• [ZADANIA DO WYKONANIA]:
1) Jaka była zwykle cena cylindra do 49-tki według tekstu źródłowego?
2) Skopiuj bez zmian z tekstu źródłowego fragment od słów "Zwarzając jeszcze na" aż do słów "cena tak podskoczyła..." włącznie.
╭─ TEKST ŹRÓDŁOWY
Zwarzając jeszcze na wage cylindra, a jest to cale 10Kg (moze odrobine wiecej) nikt mu tego nie kupi, bo dodatkowo poleci z torbami za przesyłke... ogólnie wątpie zeby znalazł sie jakis cymbał który kupi cylinder bez zaślepek. No niestety Allegro to juz czasami kabaret, dla czego niestety? Bo tyle fajnych jest rzeczy, nie koniecznie do iża, które są w tak kosmicznych cenach a w niedługim czasie ta cena staje sie juz normalną, czyli znajdzie sie jakis frajer któremu jest to potrzebne na gwałt i wyskrobie gotówke kupujac ten przedmiot. Inny sprzedajacy zobaczy i wiadomo co sie dzieje, ustala sie nowa cena... dlaczego Polacy czasem nie myśla Coraz częściej
Jednym słowem można powiedzieć że to jakiś bezmyślny BARAN!!!
Ja kupowałem już niejeden cylinder do 49-tki i przeważnie cena była w granicach 20 zł, nie wiem jak jest teraz ale nie wierze że cena tak podskoczyła...
Jak potrzebujecie cylindry do 49-tki to posiadam kilka sztuk i moge odsprzedać za normalne pieniądze, tylko że są to cylindry kwalfikujące się minimum na II szlif
_________________ IŻ 49 - wieczny remont...
Posty: 0
Wysłany: Sob 04 Lis, 2006
fakt koles przesadzil, zdodze sie z wami lecz pomyslcie ze dzieki wlasnei takim ludziom wzrasta cena Iżow i wszystkich do niego czesci a co przez to idzie? to ze jak macie jakies czesci do Iża ktore kiedys kupiliscie za grosze to sprzedajac zwroci wam sie z wielokrotnoscia poprzedniej ceny, jest tez druga strona medalu, mianowicie jakbyscie chcieli kupic czesci do Iża to przez takich kolesi trzeba bedzie sie mocno wykosztowac...ale od czego sa OLDMOTOBAZARy ja tam sie ciesze ze koles jest tak mocno uderzony w glowe
Tu chyba nie powinno chodzi tylko o zarobienie jak najwiekszych kroci pieniędzy, tylko o to żeby jak najwięcej pieknych odrestaurowanych zabytkoych motocykli jeździło po naszych drogach
Ja posiadam bardzo dużo częsci do różnego rodzaju zabytków, handluje nimi ale wychodze z założenia że nie musze na tym zarobić, dobrze jest jak się zwróci za jakąś część, zysk jest mało istotny, dla mnie liczy się przede wszystkim satysfakcja że możesz komuś pomoć i dzięki Tobie jakiś zabytek wyjedzie na drogi - gdyby tak ludzie myśleli byłoby zupełnie inaczej...
╰─
╭─ ZAREJESTROWANE DANE
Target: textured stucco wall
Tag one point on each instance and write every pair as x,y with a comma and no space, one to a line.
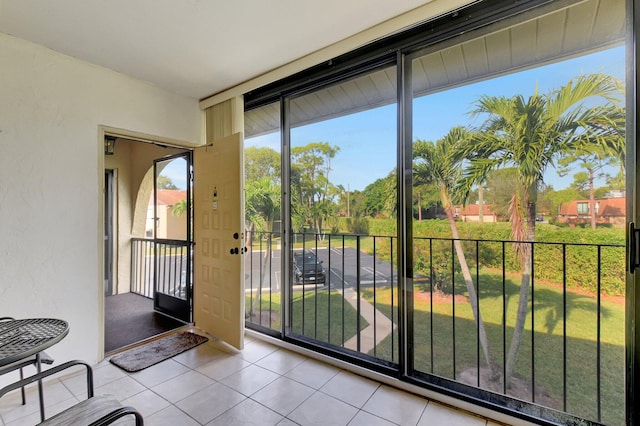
51,180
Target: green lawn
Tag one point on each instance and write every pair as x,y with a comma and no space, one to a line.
581,346
325,322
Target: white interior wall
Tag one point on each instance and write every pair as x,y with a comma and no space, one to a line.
╰─
• [ODPOWIEDZI DO ZADAŃ]:
1) W granicach 20 zł.

2)
Zwarzając jeszcze na wage cylindra, a jest to cale 10Kg (moze odrobine wiecej) nikt mu tego nie kupi, bo dodatkowo poleci z torbami za przesyłke... ogólnie wątpie zeby znalazł sie jakis cymbał który kupi cylinder bez zaślepek. No niestety Allegro to juz czasami kabaret, dla czego niestety? Bo tyle fajnych jest rzeczy, nie koniecznie do iża, które są w tak kosmicznych cenach a w niedługim czasie ta cena staje sie juz normalną, czyli znajdzie sie jakis frajer któremu jest to potrzebne na gwałt i wyskrobie gotówke kupujac ten przedmiot. Inny sprzedajacy zobaczy i wiadomo co sie dzieje, ustala sie nowa cena... dlaczego Polacy czasem nie myśla Coraz częściej
Jednym słowem można powiedzieć że to jakiś bezmyślny BARAN!!!
Ja kupowałem już niejeden cylinder do 49-tki i przeważnie cena była w granicach 20 zł, nie wiem jak jest teraz ale nie wierze że cena tak podskoczyła...